Dataset excerpts below:

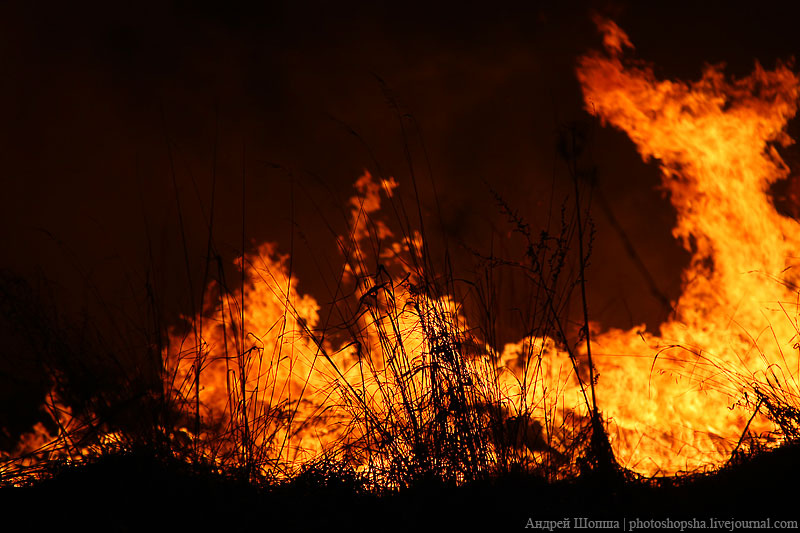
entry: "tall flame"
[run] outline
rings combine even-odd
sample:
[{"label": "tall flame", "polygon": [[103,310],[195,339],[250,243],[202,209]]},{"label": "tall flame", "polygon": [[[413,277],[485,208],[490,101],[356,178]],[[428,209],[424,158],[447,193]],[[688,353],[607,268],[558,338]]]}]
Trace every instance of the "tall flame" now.
[{"label": "tall flame", "polygon": [[[800,228],[768,191],[789,172],[771,143],[792,143],[784,126],[800,80],[784,64],[756,63],[741,80],[706,66],[694,83],[661,81],[624,60],[623,45],[632,45],[616,24],[598,26],[606,54],[585,55],[577,68],[586,109],[658,161],[677,211],[673,235],[692,254],[659,336],[596,338],[595,353],[605,355],[598,396],[619,428],[623,464],[646,473],[719,464],[747,423],[733,404],[757,401],[745,393],[777,386],[790,403],[797,398]],[[757,416],[749,431],[771,428]]]}]

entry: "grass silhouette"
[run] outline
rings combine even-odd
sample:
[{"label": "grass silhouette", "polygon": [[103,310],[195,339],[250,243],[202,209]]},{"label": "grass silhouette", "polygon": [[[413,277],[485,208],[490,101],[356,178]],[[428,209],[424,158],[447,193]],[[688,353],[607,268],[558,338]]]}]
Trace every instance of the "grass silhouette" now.
[{"label": "grass silhouette", "polygon": [[[405,529],[426,513],[438,516],[426,518],[429,525],[460,527],[524,527],[531,516],[618,517],[632,508],[646,509],[642,516],[700,518],[741,513],[740,498],[751,502],[746,511],[753,516],[767,504],[776,509],[773,517],[785,516],[791,499],[776,478],[797,474],[800,409],[777,369],[762,379],[730,376],[749,387],[754,412],[765,409],[782,431],[788,444],[777,452],[748,445],[743,434],[723,470],[651,480],[616,462],[589,347],[592,183],[583,142],[574,126],[562,132],[558,150],[574,191],[552,227],[536,232],[492,191],[524,251],[518,260],[473,251],[480,275],[472,280],[456,278],[447,249],[436,262],[419,193],[409,213],[395,182],[365,175],[345,213],[349,234],[334,235],[343,261],[322,317],[296,291],[291,254],[278,257],[270,246],[246,253],[244,228],[241,276],[231,281],[215,247],[213,217],[200,296],[180,332],[161,318],[149,279],[147,326],[129,335],[120,327],[109,338],[92,328],[90,317],[56,316],[54,305],[5,275],[4,320],[47,376],[39,383],[47,391],[47,424],[4,452],[0,463],[0,484],[34,492],[4,492],[63,493],[65,509],[78,504],[79,493],[108,520],[137,506],[148,514],[212,506],[208,516],[170,517],[198,527],[222,526],[231,512],[238,525],[266,521],[289,529],[332,520]],[[390,222],[373,205],[380,195]],[[389,235],[397,245],[392,253]],[[513,357],[492,342],[503,317],[491,280],[506,272],[527,280],[530,302]],[[249,325],[257,306],[266,305],[253,303],[257,290],[280,309],[266,333]],[[579,302],[577,325],[570,322],[570,301]],[[465,317],[474,310],[477,316]],[[521,390],[545,387],[554,349],[548,343],[568,354],[582,405],[565,408],[558,390],[531,405],[504,387],[500,377],[507,375],[498,369],[509,364],[520,369],[514,379]],[[295,349],[308,361],[301,364]],[[297,369],[281,370],[294,361]],[[225,369],[224,387],[215,393],[224,401],[211,405],[203,380],[215,365]],[[315,371],[329,377],[325,387],[311,382]],[[326,402],[309,409],[314,395]],[[320,427],[335,438],[309,456],[298,442]],[[768,490],[755,490],[765,484]],[[464,510],[465,503],[475,510]],[[130,527],[147,522],[122,520]]]}]

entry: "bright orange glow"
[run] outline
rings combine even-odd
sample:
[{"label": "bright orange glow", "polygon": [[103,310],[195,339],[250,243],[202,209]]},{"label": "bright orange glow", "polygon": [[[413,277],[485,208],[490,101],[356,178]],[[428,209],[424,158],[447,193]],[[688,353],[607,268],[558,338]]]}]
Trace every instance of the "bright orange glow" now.
[{"label": "bright orange glow", "polygon": [[[586,109],[657,160],[678,215],[673,235],[692,258],[658,337],[595,338],[598,396],[622,464],[648,474],[717,465],[744,431],[748,410],[731,407],[745,391],[752,408],[774,373],[789,402],[797,398],[800,228],[767,191],[788,175],[770,143],[792,142],[783,128],[800,80],[783,64],[756,64],[731,82],[714,66],[694,83],[658,80],[624,60],[620,43],[631,44],[615,24],[599,26],[607,53],[577,69]],[[750,426],[770,429],[762,416]]]},{"label": "bright orange glow", "polygon": [[[773,144],[792,142],[784,127],[800,79],[786,65],[756,64],[736,81],[714,66],[693,83],[658,80],[625,60],[633,45],[615,23],[596,22],[605,52],[577,67],[586,109],[658,163],[677,211],[673,235],[692,254],[658,335],[591,324],[598,407],[623,466],[646,475],[718,466],[745,427],[758,442],[779,439],[767,400],[800,405],[800,227],[768,194],[788,175]],[[243,284],[209,288],[202,312],[186,317],[189,333],[171,332],[164,385],[183,415],[171,431],[192,453],[278,477],[330,456],[392,471],[408,467],[392,463],[398,457],[425,457],[426,431],[472,445],[457,423],[439,420],[437,402],[479,424],[484,406],[501,406],[511,429],[487,429],[488,456],[498,439],[536,461],[580,447],[588,411],[569,355],[548,337],[500,354],[475,338],[454,297],[426,286],[421,235],[396,235],[382,217],[398,187],[369,173],[355,183],[333,295],[352,293],[346,341],[326,336],[322,306],[298,291],[290,258],[271,243],[238,262]],[[58,412],[68,428],[69,410]],[[12,456],[60,438],[37,426]]]}]

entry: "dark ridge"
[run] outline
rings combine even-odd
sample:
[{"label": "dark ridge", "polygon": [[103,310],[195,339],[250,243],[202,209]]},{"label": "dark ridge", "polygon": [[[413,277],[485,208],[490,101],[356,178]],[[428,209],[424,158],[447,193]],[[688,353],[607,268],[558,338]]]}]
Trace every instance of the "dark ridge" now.
[{"label": "dark ridge", "polygon": [[[650,480],[602,474],[547,482],[529,474],[456,487],[420,482],[382,496],[357,477],[318,469],[281,485],[244,484],[147,452],[65,468],[31,487],[4,488],[0,502],[35,529],[145,531],[412,531],[523,529],[529,520],[797,520],[800,445],[751,456],[718,472]],[[46,512],[26,514],[28,510]],[[663,527],[663,525],[661,526]],[[697,526],[695,526],[697,527]]]}]

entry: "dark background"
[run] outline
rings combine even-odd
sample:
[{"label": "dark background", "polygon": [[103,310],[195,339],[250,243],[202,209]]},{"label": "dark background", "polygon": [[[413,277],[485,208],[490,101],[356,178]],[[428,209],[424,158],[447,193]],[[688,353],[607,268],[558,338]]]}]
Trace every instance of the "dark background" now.
[{"label": "dark background", "polygon": [[[4,2],[0,267],[49,280],[59,312],[102,324],[143,320],[150,271],[174,320],[200,283],[216,175],[214,237],[226,264],[243,227],[248,247],[294,243],[300,289],[325,302],[318,264],[340,261],[330,228],[345,230],[352,183],[369,169],[410,193],[406,141],[423,211],[433,220],[433,178],[455,256],[469,259],[460,242],[519,256],[490,188],[543,225],[569,186],[559,131],[579,122],[597,190],[674,300],[688,255],[671,237],[658,169],[583,110],[574,68],[600,46],[595,11],[663,77],[697,79],[718,62],[743,76],[756,59],[771,68],[800,49],[798,10],[784,3],[696,4]],[[418,126],[405,136],[395,103],[413,117],[402,123]],[[655,330],[668,309],[606,211],[593,218],[593,319]],[[14,346],[6,377],[24,367]]]}]

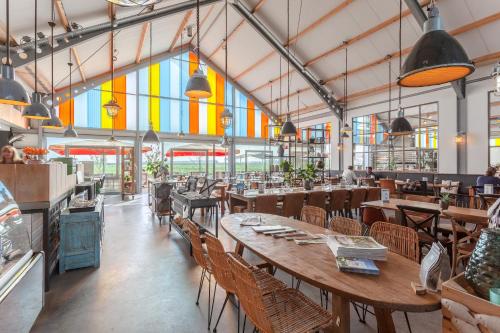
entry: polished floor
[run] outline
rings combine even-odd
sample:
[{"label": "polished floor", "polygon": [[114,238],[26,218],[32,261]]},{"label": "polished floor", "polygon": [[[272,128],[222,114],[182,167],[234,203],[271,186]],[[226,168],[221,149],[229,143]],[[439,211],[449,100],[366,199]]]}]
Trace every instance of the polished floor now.
[{"label": "polished floor", "polygon": [[[200,269],[184,239],[153,220],[145,196],[126,202],[107,197],[105,216],[101,267],[54,276],[32,332],[207,332],[208,292],[203,290],[197,307]],[[231,243],[225,239],[228,250]],[[278,276],[291,282],[285,273]],[[301,290],[319,302],[316,288],[303,283]],[[219,289],[215,311],[224,296]],[[218,332],[236,332],[236,310],[228,309]],[[393,317],[397,331],[407,332],[403,314]],[[409,317],[413,332],[441,331],[439,311]],[[351,322],[352,332],[377,331],[373,317],[361,324],[354,310]],[[247,324],[246,332],[251,331]]]}]

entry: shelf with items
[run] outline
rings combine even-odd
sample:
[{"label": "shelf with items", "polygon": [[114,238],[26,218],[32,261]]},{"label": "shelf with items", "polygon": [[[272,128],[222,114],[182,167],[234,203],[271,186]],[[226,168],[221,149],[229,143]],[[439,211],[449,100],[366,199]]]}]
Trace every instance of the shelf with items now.
[{"label": "shelf with items", "polygon": [[127,195],[135,195],[135,152],[134,147],[122,147],[122,199]]}]

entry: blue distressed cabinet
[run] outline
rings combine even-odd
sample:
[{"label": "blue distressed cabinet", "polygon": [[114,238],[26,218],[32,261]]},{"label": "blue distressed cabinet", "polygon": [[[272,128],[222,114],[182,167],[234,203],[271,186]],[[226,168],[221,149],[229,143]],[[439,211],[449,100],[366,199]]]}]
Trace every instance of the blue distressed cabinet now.
[{"label": "blue distressed cabinet", "polygon": [[101,262],[101,244],[104,231],[104,198],[97,197],[94,211],[61,213],[59,246],[59,273],[82,267],[98,268]]}]

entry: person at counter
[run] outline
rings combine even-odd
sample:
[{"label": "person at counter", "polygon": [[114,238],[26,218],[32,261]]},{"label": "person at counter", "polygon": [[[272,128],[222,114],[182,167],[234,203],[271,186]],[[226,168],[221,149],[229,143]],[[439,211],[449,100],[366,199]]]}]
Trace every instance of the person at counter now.
[{"label": "person at counter", "polygon": [[497,169],[490,166],[490,167],[488,167],[488,169],[486,169],[484,176],[477,177],[476,185],[483,187],[483,188],[477,189],[478,192],[482,193],[484,191],[484,185],[486,185],[486,184],[492,184],[495,187],[500,186],[500,178],[495,176],[496,172],[497,172]]},{"label": "person at counter", "polygon": [[373,172],[373,168],[371,166],[366,168],[366,178],[378,180],[378,176]]},{"label": "person at counter", "polygon": [[0,152],[0,164],[24,164],[17,149],[12,146],[3,146]]},{"label": "person at counter", "polygon": [[353,185],[356,183],[356,174],[353,171],[352,165],[349,165],[347,169],[344,170],[342,178],[344,178],[346,185]]}]

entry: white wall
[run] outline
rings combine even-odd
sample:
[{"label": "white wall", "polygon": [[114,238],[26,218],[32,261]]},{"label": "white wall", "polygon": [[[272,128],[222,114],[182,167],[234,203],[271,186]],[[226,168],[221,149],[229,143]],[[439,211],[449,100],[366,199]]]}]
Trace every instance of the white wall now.
[{"label": "white wall", "polygon": [[[469,78],[484,77],[489,75],[491,66],[481,67],[476,70],[476,73]],[[488,91],[493,89],[492,80],[484,80],[479,82],[471,82],[467,84],[467,173],[482,174],[488,166]],[[440,173],[457,173],[457,143],[455,136],[457,134],[457,97],[451,86],[446,89],[433,91],[435,89],[404,89],[402,106],[409,107],[419,104],[437,102],[439,106],[439,161],[438,169]],[[421,93],[417,96],[408,97],[416,93]],[[392,94],[397,96],[397,89],[393,90]],[[348,122],[352,125],[352,118],[372,113],[387,111],[389,106],[387,103],[388,92],[369,96],[356,101],[349,105]],[[384,103],[380,103],[383,102]],[[397,101],[393,99],[392,109],[397,106]],[[326,110],[315,112],[314,114],[325,114],[325,116],[301,122],[301,126],[310,126],[321,124],[327,121],[332,122],[332,161],[333,168],[338,166],[337,151],[338,142],[338,122],[337,119],[327,113]],[[307,119],[310,115],[304,115]],[[345,168],[352,164],[352,140],[347,139],[343,149]]]}]

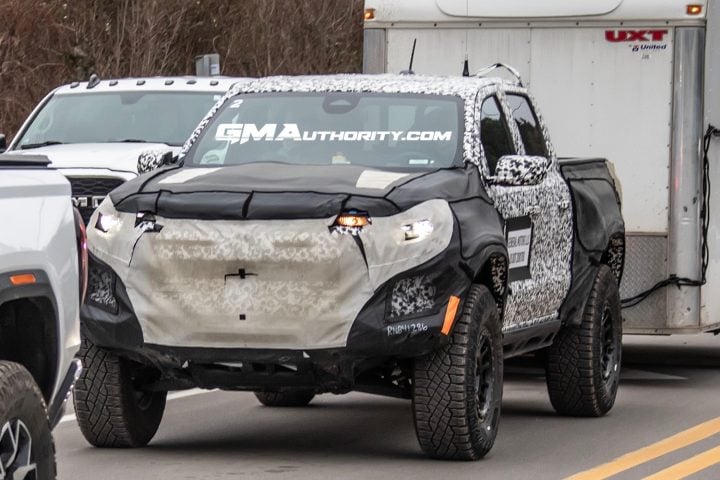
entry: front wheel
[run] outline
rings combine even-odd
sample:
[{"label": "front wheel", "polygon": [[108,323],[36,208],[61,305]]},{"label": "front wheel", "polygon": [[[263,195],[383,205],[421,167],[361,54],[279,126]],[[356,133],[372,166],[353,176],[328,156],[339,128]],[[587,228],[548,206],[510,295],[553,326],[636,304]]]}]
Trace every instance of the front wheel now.
[{"label": "front wheel", "polygon": [[415,360],[415,432],[431,457],[479,460],[495,443],[503,390],[500,319],[486,287],[471,288],[449,340]]},{"label": "front wheel", "polygon": [[617,280],[601,265],[579,325],[563,327],[548,349],[550,402],[562,415],[600,417],[620,383],[622,317]]},{"label": "front wheel", "polygon": [[83,371],[73,400],[78,425],[96,447],[143,447],[155,436],[167,392],[138,388],[142,367],[82,339]]},{"label": "front wheel", "polygon": [[0,478],[55,478],[45,401],[24,367],[0,362]]}]

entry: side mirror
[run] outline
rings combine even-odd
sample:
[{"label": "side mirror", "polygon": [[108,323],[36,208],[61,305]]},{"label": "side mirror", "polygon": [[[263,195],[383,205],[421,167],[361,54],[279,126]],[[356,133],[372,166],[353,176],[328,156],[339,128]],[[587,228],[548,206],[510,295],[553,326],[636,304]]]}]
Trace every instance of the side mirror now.
[{"label": "side mirror", "polygon": [[0,153],[3,153],[5,150],[7,150],[7,140],[5,139],[5,135],[0,133]]},{"label": "side mirror", "polygon": [[545,179],[549,168],[550,159],[545,157],[505,155],[498,159],[495,176],[490,181],[506,187],[537,185]]},{"label": "side mirror", "polygon": [[174,157],[171,151],[148,150],[138,156],[137,170],[142,175],[175,162],[177,157]]}]

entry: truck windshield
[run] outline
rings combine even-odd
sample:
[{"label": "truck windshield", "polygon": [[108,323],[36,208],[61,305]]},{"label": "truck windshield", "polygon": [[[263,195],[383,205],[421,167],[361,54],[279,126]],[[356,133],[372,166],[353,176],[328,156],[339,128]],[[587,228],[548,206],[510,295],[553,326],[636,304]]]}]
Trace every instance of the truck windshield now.
[{"label": "truck windshield", "polygon": [[241,94],[215,115],[185,165],[450,167],[461,164],[462,111],[449,95]]},{"label": "truck windshield", "polygon": [[18,141],[21,149],[61,143],[182,145],[218,92],[102,92],[54,95]]}]

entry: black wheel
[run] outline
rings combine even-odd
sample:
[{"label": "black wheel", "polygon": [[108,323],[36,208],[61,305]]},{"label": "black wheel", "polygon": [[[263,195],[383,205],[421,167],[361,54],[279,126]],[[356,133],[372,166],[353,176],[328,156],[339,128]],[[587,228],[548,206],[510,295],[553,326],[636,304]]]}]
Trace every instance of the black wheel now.
[{"label": "black wheel", "polygon": [[420,447],[434,458],[479,460],[495,443],[503,351],[497,306],[473,286],[448,345],[415,360],[413,418]]},{"label": "black wheel", "polygon": [[55,478],[45,401],[30,372],[0,362],[0,479]]},{"label": "black wheel", "polygon": [[615,403],[622,361],[617,280],[601,265],[582,321],[558,333],[548,350],[550,402],[562,415],[600,417]]},{"label": "black wheel", "polygon": [[304,407],[315,398],[315,391],[275,390],[255,392],[255,396],[266,407]]},{"label": "black wheel", "polygon": [[167,392],[140,390],[143,368],[82,339],[73,399],[80,431],[96,447],[142,447],[157,432]]}]

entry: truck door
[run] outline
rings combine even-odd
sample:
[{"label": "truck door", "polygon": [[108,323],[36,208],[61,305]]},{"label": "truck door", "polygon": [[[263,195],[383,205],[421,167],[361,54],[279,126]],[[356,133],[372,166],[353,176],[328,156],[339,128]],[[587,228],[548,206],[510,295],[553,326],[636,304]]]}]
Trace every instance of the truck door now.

End of Dataset excerpts.

Exercise brief – Nothing but a number is expected here: how many lines above include the string "door".

Exercise output – 3